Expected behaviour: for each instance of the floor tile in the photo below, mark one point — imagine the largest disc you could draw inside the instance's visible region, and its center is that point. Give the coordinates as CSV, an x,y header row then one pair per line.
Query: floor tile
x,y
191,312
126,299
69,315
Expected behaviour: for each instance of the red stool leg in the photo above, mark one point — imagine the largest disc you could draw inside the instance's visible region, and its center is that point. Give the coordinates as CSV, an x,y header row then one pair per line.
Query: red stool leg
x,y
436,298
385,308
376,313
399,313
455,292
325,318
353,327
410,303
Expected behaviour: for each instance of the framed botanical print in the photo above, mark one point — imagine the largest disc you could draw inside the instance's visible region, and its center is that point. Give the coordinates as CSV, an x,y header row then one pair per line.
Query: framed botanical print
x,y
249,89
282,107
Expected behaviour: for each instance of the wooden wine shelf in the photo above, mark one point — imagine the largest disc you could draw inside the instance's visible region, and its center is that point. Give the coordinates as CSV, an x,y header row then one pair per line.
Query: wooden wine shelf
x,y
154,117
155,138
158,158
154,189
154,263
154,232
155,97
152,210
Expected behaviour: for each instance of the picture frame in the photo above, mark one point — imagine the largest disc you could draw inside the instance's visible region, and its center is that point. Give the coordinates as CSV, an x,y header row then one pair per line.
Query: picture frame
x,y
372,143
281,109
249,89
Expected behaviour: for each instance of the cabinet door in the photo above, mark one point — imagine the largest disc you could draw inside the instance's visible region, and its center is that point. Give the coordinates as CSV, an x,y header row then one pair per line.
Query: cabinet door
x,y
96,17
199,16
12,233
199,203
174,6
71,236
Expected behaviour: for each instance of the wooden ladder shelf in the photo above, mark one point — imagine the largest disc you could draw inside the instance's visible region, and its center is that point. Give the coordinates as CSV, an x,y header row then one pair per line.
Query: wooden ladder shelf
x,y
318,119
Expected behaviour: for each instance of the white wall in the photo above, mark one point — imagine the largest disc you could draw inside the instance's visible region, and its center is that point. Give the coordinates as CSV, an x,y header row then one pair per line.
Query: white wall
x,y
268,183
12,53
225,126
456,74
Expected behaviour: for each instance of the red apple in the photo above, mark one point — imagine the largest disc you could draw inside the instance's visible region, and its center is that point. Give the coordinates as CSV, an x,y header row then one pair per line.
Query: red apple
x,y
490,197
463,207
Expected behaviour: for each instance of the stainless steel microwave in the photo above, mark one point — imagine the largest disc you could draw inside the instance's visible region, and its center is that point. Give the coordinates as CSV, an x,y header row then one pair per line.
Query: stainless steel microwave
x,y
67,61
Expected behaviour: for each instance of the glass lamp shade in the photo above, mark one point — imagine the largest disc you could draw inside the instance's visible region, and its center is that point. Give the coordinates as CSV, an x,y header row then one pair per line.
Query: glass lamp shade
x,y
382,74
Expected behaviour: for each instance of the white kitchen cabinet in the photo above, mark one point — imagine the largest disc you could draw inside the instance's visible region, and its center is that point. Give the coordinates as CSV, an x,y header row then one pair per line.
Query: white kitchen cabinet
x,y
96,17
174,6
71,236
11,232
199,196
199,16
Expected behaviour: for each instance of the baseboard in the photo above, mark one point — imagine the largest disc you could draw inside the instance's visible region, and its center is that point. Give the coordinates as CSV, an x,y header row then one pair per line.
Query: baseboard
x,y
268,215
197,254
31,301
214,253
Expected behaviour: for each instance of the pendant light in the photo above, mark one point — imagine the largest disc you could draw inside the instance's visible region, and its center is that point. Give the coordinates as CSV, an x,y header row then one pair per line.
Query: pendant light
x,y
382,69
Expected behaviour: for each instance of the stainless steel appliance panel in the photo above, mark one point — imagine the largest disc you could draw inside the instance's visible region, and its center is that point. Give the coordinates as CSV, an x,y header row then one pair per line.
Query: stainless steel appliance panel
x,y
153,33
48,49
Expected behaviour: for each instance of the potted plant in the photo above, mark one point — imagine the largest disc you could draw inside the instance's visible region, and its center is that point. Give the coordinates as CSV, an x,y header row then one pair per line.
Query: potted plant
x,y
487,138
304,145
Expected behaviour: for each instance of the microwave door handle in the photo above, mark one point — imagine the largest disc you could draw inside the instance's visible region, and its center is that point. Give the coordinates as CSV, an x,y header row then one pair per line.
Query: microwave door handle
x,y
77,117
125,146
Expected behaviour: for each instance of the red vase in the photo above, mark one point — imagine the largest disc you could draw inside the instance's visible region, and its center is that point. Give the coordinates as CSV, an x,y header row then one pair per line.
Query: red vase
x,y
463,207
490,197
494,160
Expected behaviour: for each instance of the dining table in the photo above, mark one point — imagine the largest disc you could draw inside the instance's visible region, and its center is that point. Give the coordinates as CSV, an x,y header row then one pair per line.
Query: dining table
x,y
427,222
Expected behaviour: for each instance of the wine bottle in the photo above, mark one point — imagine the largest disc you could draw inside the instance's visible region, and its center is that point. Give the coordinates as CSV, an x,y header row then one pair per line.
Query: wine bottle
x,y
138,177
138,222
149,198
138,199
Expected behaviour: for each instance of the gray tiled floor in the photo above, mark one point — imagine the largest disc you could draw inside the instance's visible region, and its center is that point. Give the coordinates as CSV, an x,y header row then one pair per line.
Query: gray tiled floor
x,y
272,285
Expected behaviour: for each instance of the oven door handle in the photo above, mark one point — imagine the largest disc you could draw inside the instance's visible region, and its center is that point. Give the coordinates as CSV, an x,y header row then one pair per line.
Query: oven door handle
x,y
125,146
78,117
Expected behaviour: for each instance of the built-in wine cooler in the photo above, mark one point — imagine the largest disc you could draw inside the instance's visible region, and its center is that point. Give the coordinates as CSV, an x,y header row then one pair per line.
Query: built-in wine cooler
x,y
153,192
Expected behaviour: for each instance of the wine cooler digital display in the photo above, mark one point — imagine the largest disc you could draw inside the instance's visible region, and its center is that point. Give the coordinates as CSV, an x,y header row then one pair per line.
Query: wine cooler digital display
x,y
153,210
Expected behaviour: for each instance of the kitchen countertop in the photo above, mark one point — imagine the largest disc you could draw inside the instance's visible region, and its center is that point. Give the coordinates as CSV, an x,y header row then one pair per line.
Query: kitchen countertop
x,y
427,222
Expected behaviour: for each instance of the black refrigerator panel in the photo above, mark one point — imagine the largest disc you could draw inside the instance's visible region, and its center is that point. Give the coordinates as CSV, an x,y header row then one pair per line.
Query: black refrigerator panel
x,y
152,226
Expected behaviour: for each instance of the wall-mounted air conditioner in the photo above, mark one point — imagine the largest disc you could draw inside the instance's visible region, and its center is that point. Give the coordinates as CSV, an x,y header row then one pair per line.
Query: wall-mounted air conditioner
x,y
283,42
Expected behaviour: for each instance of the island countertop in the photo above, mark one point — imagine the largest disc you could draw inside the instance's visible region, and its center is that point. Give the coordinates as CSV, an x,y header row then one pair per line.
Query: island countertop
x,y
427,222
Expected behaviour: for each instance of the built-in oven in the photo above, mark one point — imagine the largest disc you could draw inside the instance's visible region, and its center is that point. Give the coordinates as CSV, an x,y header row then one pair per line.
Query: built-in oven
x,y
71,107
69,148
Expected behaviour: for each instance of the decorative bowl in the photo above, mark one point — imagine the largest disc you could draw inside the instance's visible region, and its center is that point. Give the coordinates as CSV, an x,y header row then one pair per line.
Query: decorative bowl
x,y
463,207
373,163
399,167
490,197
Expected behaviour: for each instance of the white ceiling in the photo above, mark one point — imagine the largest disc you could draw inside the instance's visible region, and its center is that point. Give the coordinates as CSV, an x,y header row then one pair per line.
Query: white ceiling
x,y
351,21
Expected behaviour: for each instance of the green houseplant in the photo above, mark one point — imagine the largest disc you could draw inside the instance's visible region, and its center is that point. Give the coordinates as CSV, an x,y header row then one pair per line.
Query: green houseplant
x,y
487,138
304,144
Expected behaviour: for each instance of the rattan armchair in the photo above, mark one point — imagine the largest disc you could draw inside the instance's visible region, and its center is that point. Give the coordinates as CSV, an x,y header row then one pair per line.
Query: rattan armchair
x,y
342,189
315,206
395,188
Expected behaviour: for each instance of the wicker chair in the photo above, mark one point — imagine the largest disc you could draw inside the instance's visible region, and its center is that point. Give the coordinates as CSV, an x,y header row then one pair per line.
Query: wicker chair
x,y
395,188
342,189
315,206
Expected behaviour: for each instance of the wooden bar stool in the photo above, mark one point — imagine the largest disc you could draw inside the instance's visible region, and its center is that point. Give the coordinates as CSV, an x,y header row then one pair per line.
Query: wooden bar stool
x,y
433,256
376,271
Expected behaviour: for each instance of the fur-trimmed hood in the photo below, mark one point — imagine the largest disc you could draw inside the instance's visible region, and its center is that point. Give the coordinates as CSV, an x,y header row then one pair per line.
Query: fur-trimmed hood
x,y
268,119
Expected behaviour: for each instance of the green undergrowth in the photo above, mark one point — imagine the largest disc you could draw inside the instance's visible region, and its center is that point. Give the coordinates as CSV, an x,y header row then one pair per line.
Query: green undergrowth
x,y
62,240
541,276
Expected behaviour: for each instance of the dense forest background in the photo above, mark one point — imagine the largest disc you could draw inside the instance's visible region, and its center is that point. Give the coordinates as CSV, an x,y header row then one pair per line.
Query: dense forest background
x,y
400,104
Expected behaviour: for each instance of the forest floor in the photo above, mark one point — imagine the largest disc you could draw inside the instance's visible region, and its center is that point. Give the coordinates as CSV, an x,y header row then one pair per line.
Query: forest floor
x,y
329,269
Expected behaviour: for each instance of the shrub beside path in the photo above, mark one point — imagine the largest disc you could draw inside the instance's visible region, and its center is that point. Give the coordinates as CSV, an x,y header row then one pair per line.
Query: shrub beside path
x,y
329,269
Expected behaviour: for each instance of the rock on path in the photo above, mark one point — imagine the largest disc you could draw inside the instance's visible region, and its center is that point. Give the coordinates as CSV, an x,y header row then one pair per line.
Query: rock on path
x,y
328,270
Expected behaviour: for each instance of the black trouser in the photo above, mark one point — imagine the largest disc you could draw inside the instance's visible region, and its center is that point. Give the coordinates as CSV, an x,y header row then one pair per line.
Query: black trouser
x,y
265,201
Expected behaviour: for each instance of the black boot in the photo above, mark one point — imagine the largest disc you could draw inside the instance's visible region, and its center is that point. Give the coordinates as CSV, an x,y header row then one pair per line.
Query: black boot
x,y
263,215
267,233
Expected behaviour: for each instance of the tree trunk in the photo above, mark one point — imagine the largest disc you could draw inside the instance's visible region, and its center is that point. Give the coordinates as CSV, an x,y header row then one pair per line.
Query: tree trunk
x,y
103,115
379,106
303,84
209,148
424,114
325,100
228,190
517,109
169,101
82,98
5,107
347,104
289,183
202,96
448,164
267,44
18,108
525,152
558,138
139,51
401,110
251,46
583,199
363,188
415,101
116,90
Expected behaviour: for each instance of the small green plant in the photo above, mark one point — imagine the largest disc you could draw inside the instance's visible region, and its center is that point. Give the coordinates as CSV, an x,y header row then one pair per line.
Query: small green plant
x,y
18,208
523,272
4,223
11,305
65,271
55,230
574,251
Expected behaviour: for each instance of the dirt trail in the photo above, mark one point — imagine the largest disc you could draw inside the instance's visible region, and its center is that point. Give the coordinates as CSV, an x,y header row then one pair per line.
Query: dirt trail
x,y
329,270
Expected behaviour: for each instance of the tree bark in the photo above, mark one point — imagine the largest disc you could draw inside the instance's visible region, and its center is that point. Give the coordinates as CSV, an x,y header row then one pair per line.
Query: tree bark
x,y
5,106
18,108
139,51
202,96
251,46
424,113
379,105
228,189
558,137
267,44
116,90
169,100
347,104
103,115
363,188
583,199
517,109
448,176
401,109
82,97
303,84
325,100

PROBLEM STATEMENT: Go through the records. Copy each line where "below" appears.

ANSWER SECTION:
Expected behaviour: for each instance of the floor tile in the photo below, mark one point — imagine the largest disc you could draw inside the instance's visible region, and its center is that point. Give the coordinates as CSV, an x,y header row then one pair per line.
Expected behaviour: for each instance of the fur-trimmed hood in the photo below, mark one point — imagine the largest disc you could draw inside the instance's visible region, and its center is that point. Give the coordinates as CSV, an x,y header row then one pair per line.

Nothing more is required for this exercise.